[Data extracted from a collection]

··········

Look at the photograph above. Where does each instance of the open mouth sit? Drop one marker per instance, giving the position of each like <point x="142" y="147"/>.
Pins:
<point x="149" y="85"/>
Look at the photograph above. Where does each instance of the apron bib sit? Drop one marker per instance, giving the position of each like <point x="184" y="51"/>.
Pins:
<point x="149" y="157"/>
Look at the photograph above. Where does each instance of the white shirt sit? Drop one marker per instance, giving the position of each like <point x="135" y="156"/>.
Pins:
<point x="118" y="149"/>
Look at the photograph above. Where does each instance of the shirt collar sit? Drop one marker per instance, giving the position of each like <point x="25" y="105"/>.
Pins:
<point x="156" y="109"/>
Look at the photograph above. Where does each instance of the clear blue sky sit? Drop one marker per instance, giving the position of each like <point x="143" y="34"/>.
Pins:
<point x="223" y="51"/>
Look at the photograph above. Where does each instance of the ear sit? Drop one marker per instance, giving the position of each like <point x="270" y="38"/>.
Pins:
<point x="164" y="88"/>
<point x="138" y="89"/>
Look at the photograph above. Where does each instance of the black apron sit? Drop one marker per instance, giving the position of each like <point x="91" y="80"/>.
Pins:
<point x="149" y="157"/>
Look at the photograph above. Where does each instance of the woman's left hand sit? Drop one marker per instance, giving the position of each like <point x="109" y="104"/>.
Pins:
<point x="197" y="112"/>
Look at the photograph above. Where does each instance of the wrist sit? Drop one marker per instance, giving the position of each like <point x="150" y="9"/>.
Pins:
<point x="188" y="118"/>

··········

To be done
Reproduce the entries starting at the line containing "of the white" and ending at the last entry, including each request line unchanged. Multiply every x and y coordinate in the answers by 2.35 and round to a whole number with halves going up, but leave the sample coordinates inside the requests as they are.

Solution to the problem
Look at the photograph above. Where does each instance of the white shirt sit? Drop one marker per instance, giving the position of each like <point x="135" y="156"/>.
Pins:
<point x="277" y="350"/>
Look at the photograph above. Where does each instance of the shirt collar sit? Drop one marker per instance, giving the position of each like <point x="25" y="105"/>.
Pins:
<point x="367" y="256"/>
Look at the photograph above. Where does each instance of the clear blue sky sit? Drop one marker per instance, giving the position of each like <point x="143" y="34"/>.
Pins:
<point x="524" y="120"/>
Look at the photograph above. Where does each instance of the ear sit? Drop one marker per instance, giving the position of each like <point x="270" y="38"/>.
Pins:
<point x="385" y="207"/>
<point x="324" y="209"/>
Look at the photograph above. Where does each instance of the black apron sit? Drop one marker per instance, giving the position of each like <point x="91" y="80"/>.
Pins:
<point x="350" y="369"/>
Look at the photograph above. Where does each instance of the woman's left hand sit? Drop one marker per instance, giving the position of each like <point x="109" y="104"/>.
Pins:
<point x="463" y="263"/>
Look at the photograph above. Where does each instance of the wrist sit? Drop one marker per instance, giving the position of each like <point x="150" y="9"/>.
Pins:
<point x="442" y="277"/>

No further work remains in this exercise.